## EXTRACTED RECORDS

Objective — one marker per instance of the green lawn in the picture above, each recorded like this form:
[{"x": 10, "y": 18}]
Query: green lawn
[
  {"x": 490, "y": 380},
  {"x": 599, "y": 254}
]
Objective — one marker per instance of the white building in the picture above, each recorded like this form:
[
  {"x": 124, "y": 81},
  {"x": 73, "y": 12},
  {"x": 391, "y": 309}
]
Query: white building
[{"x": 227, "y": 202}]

## WORK REQUEST
Copy out the whole listing exactly as given.

## YOUR SOLUTION
Objective — one marker per instance of the green lawn in the picture above, each recorded like this form:
[{"x": 10, "y": 18}]
Query: green lawn
[
  {"x": 490, "y": 380},
  {"x": 599, "y": 254}
]
Objective — one marker per instance of the white building in the picture above, each recorded like this form:
[
  {"x": 124, "y": 81},
  {"x": 73, "y": 12},
  {"x": 391, "y": 309}
]
Query: white building
[{"x": 227, "y": 202}]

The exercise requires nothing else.